In the answer, give only the lines from the one containing "You are given a photograph. Could you point to the distant" to the end of the listing below, each reproduced word for word.

#### Material to process

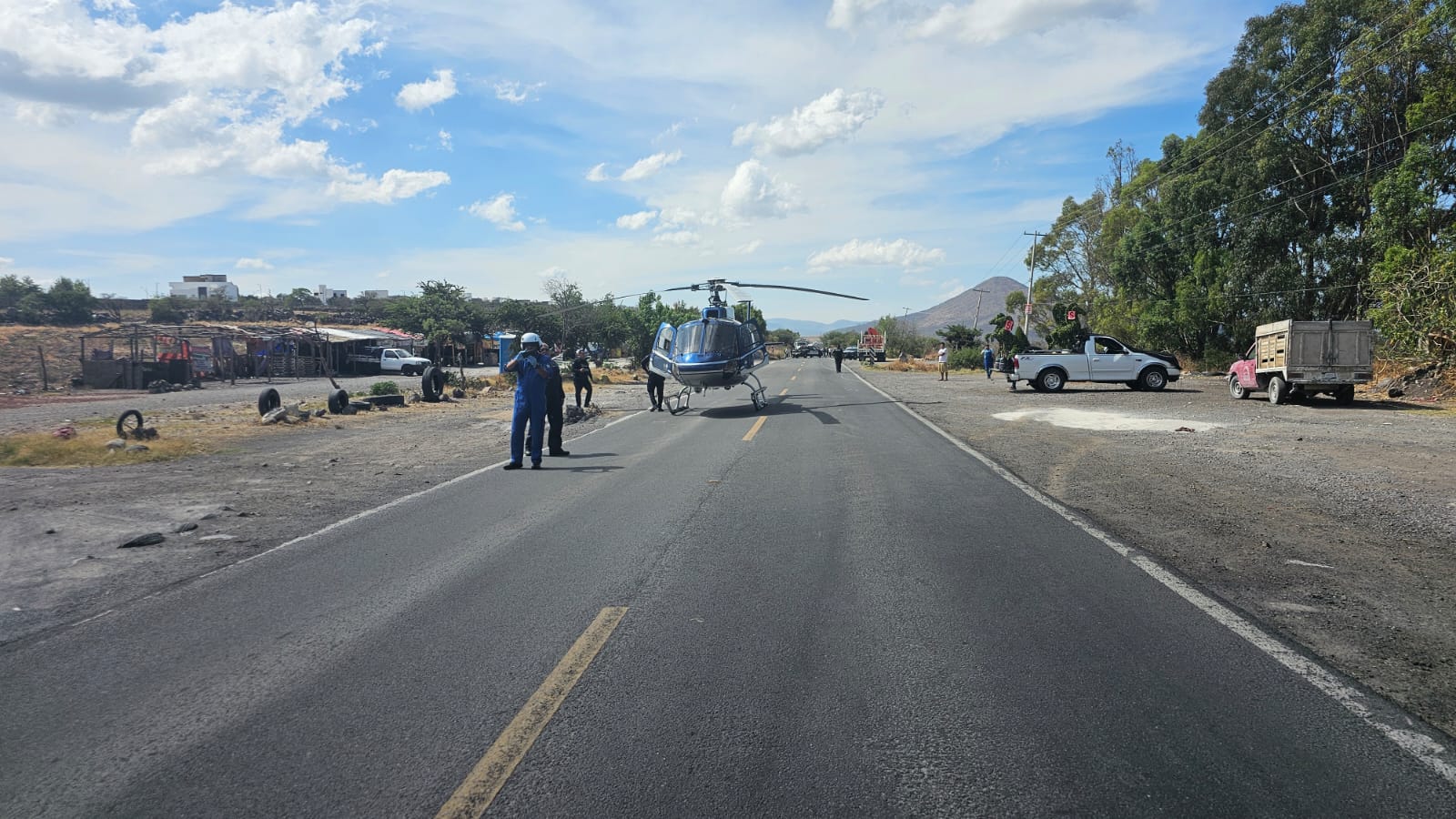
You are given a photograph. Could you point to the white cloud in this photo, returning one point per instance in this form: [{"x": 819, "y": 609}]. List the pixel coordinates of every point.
[
  {"x": 514, "y": 92},
  {"x": 832, "y": 116},
  {"x": 756, "y": 193},
  {"x": 676, "y": 238},
  {"x": 900, "y": 252},
  {"x": 992, "y": 21},
  {"x": 637, "y": 220},
  {"x": 417, "y": 96},
  {"x": 844, "y": 14},
  {"x": 501, "y": 212},
  {"x": 393, "y": 186},
  {"x": 650, "y": 165}
]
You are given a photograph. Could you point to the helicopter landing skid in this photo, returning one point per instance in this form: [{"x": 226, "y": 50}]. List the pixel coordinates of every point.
[
  {"x": 677, "y": 404},
  {"x": 756, "y": 394}
]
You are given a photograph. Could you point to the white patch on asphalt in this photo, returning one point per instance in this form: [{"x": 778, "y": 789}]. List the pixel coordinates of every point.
[
  {"x": 1104, "y": 421},
  {"x": 1421, "y": 746}
]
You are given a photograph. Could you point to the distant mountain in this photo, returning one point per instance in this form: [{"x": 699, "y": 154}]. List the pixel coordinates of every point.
[
  {"x": 805, "y": 327},
  {"x": 968, "y": 308}
]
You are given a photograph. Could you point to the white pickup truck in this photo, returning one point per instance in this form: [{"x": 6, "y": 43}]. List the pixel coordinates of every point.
[
  {"x": 1101, "y": 359},
  {"x": 389, "y": 360}
]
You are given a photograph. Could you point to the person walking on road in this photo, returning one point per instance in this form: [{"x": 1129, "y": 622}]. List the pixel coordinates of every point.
[
  {"x": 531, "y": 401},
  {"x": 555, "y": 401},
  {"x": 654, "y": 387},
  {"x": 581, "y": 375}
]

########

Result of this exercise:
You are given a photograph. Could you point to the distant mountain in this photo, returning one point per instance in this form: [{"x": 699, "y": 154}]. List the pixel coordinates of every point.
[
  {"x": 805, "y": 327},
  {"x": 968, "y": 308}
]
You are given a photograph. Could you point to the white pickup truck in this photo, returning one point per instance in this form: [{"x": 6, "y": 43}]. List the pixel coordinates of every point.
[
  {"x": 1101, "y": 359},
  {"x": 389, "y": 360}
]
You are given a photograph. Could you point to the person walking on road in this photo, returning one point per instance in this form: [{"x": 1129, "y": 622}]. List the pixel coordinates of every point.
[
  {"x": 531, "y": 401},
  {"x": 555, "y": 401},
  {"x": 654, "y": 387},
  {"x": 581, "y": 375}
]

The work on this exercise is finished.